Passage:
= = = =

# Steven Spielberg's Terra Nova



## Star Girl (Dec 14, 2010)

From what I've seen and searched no one has mentioned this series. I found out about it a while ago. If there is another thread, can some one link me? 

Fox unveils Steven Spielberg's Terra Nova as it hunts for new Simon Cowell | Media | guardian.co.uk









> The show is set in the year 2149 when all life on the planet Earth is  being threatened with extinction. Scientists have opened a door allowing  people to travel back to prehistoric times. The Shannon family (father  Jim, his wife Elisabeth, and their three children Josh, Maddy and Zoe)  join the tenth pilgrimage of settlers to _Terra Nova_, the first  human colony on the other side of the temporal doorway. However, they  did not realize that they placed it in the middle of a group of  carnivores.



It says on IMDB.com that the series will be out in 2012.

So what do you think? I know it's only early days, but does it spark your interest?

I know the premise isn't exactly original, but I do find this very interesting news. Steven Spielberg normally puts his money in something good, I enjoyed 'Taken', 'Band of Brothers' and I'm looking forward to 'The Pacific'.

= = = =

Data rows:
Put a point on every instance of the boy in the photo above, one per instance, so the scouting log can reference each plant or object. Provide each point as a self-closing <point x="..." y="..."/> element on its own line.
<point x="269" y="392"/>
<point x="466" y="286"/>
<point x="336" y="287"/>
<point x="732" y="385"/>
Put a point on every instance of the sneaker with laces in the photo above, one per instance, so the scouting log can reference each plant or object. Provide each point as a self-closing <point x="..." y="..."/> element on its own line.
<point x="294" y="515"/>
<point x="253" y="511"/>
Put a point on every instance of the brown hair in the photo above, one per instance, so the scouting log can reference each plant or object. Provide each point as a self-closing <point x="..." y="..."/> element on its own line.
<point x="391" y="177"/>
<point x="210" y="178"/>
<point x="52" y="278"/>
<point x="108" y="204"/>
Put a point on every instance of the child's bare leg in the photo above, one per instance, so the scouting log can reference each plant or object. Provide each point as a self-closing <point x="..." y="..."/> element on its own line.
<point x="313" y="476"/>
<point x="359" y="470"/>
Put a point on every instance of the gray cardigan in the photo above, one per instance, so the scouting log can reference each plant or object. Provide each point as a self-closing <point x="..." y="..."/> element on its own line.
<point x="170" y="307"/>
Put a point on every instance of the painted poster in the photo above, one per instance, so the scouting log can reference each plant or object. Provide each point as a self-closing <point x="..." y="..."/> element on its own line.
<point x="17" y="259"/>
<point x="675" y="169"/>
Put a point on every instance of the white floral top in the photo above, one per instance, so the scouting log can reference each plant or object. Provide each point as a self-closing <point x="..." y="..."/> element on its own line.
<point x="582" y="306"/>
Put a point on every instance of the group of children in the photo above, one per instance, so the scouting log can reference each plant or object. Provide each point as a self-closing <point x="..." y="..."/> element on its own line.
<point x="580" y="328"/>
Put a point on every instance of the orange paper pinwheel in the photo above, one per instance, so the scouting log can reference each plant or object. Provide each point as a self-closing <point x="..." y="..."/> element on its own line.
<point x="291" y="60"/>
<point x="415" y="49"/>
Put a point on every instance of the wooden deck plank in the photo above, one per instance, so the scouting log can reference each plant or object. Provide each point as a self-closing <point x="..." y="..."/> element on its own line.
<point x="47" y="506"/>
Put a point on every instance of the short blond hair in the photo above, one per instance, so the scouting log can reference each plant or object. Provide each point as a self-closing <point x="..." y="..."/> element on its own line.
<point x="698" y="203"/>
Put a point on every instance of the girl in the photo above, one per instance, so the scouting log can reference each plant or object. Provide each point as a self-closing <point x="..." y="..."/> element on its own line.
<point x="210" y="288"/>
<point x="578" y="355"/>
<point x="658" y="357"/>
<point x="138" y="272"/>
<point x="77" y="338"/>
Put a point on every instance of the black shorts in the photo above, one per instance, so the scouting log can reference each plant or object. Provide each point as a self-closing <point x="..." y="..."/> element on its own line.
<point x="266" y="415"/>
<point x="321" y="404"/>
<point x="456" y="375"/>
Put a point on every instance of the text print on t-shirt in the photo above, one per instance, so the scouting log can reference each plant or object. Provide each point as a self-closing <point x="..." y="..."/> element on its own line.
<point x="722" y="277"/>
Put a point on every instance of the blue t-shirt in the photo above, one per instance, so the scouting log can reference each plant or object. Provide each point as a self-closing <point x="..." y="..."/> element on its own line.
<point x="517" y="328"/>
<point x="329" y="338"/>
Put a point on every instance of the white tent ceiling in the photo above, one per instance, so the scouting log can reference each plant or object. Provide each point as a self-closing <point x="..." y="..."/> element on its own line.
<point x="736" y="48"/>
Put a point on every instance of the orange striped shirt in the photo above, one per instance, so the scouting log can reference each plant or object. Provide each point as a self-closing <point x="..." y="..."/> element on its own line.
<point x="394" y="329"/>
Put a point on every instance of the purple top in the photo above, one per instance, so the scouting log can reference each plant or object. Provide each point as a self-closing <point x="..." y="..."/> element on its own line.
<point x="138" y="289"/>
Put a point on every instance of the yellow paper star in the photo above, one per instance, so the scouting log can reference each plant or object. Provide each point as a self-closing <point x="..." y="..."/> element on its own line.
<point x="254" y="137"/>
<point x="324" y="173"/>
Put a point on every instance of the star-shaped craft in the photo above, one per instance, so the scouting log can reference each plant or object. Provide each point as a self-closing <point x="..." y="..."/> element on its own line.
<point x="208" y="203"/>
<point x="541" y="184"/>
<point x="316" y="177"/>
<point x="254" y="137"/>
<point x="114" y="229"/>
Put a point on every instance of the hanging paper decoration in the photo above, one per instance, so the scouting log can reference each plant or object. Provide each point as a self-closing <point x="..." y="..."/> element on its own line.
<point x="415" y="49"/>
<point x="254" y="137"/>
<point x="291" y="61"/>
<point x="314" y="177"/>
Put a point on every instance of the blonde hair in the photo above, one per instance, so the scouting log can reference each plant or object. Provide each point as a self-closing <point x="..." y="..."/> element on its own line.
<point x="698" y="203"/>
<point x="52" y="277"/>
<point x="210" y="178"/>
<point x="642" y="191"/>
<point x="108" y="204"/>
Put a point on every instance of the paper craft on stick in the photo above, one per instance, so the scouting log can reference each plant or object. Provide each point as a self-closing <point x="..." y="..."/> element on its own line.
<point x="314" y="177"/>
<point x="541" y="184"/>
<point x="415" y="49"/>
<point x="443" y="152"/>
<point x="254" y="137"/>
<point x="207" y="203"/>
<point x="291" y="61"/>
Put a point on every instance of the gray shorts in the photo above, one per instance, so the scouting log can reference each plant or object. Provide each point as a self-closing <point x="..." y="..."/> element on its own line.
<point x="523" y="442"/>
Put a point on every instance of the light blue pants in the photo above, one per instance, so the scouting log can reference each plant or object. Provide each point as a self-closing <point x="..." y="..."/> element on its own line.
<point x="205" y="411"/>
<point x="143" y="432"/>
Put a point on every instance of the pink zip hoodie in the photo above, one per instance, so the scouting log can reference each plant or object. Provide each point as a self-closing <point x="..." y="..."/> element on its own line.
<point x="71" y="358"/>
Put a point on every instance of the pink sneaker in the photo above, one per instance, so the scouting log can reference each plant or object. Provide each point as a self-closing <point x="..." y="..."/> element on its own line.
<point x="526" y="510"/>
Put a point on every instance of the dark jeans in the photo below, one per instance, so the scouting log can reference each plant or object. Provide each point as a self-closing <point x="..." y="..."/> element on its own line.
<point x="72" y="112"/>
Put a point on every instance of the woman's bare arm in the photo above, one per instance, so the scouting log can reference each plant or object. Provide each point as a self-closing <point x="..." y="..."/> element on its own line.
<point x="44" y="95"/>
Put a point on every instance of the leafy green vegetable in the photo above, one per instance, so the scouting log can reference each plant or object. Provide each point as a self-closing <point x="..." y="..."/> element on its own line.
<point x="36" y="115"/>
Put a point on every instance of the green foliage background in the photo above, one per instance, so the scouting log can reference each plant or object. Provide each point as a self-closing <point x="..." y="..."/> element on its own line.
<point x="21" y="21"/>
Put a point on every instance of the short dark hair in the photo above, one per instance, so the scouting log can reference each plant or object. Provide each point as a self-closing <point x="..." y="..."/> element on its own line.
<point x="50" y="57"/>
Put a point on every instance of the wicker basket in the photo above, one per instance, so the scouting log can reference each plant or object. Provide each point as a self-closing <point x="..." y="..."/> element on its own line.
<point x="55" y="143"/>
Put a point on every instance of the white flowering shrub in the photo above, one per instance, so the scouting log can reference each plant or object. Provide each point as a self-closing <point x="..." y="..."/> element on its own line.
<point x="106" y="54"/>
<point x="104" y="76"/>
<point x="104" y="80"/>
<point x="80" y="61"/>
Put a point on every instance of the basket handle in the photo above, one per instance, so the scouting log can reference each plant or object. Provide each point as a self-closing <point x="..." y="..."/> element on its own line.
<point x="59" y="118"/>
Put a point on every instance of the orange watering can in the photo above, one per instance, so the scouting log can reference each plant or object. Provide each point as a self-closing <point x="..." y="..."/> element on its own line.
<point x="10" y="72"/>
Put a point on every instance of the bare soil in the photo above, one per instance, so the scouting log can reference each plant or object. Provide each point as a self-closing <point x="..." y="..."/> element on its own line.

= = = =

Actions to take:
A. According to the forum post, in what year is the show set?
B. Decide whether each statement agrees with the forum post, answering yes or no and quoting the deciding words: (i) The Shannon family has three children. (ii) The Shannons join the first pilgrimage of settlers. (iii) The poster calls the premise entirely original.
C. Summarize the forum post in two sentences.
The data play no part in this work.

Outputs:
A. 2149

B.
(i) Yes: "their three children Josh, Maddy and Zoe"
(ii) No: "join the tenth pilgrimage of settlers"
(iii) No: "I know the premise isn't exactly original"

C. The poster asks about Steven Spielberg's Terra Nova, a series that IMDB.com says will be out in 2012. The series is set in 2149 and follows the Shannon family as they travel back to prehistoric times to join a human colony placed among carnivores, and the poster finds the news interesting even though the premise isn't original.